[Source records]
• • • •
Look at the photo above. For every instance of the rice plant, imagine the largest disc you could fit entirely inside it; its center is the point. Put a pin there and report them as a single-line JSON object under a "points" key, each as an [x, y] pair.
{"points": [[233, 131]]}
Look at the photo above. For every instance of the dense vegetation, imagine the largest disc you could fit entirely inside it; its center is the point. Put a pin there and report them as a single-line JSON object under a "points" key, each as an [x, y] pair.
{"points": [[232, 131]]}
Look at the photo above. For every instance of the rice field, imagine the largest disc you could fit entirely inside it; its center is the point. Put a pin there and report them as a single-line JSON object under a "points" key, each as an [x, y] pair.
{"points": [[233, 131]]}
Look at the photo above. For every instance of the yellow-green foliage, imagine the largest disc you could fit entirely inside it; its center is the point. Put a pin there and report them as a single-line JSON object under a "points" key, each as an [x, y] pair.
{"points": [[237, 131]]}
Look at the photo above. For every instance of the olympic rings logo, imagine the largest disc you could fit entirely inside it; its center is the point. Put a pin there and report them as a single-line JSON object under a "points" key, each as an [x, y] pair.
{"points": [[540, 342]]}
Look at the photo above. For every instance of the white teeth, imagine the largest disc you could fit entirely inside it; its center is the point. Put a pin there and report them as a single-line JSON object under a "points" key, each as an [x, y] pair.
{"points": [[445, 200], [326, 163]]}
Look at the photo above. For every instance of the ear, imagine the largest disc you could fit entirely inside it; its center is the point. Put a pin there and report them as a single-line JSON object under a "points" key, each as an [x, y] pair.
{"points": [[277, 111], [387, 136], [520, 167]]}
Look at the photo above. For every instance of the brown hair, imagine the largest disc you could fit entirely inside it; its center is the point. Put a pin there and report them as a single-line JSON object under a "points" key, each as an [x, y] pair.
• • • •
Job: Swap "largest disc" for "largest circle" in everything from the line containing "Look at the photo above. For every instance of the dense" down to the end of the records, and give back only those lines.

Full output:
Look at the photo above. For every instance of the dense vegetation, imagine the largest circle you could fit entirely inside it; its center is the point. Put a pin there and report them as a single-line JSON object under a "points" key, each as an [x, y] pair.
{"points": [[232, 131]]}
Look at the photo above. For every instance of the rice field, imagine the largest circle you could fit entirely inside it; its center is the point. Put a pin there and report them as a single-line JSON object under a "points" key, each as an [x, y] pair.
{"points": [[233, 131]]}
Look at the photo above. For every instance of the yellow-green foliage, imagine the largest circle you could fit entirely inside it; its center is the point. Put a pin there and report them as a single-line JSON object under a "points" key, each as an [x, y] pair.
{"points": [[237, 131]]}
Look at the photo above. For every instance of the olympic rings logo, imagine the largest circle you could fit entirely inside it; its center is the point. Put a pin there and report them as a single-line JSON object under a "points" key, each as an [x, y] pair.
{"points": [[540, 342]]}
Look at the photo above. For every instance of the white teeth, imagine the largest circle you could fit entirely inside it; its center is the point. Put a pin there and report them as a single-line JSON object under a "points" key, each as an [x, y] pair.
{"points": [[445, 200], [326, 163]]}
Look at the photo above. For every instance of the ear, imagine the largest circle you could fit entirely inside it; its center is the point. Put a pin there and report them as a single-line JSON object under a "points" key, each as an [x, y] pair.
{"points": [[277, 111], [387, 136], [520, 167]]}
Look at the photo above. For every instance of the brown hair, imagine the largest circle you could fit entirely inside it; its center is the point. Put a pin there and report them as a single-line JSON object under a "points" key, each as an [x, y] pair.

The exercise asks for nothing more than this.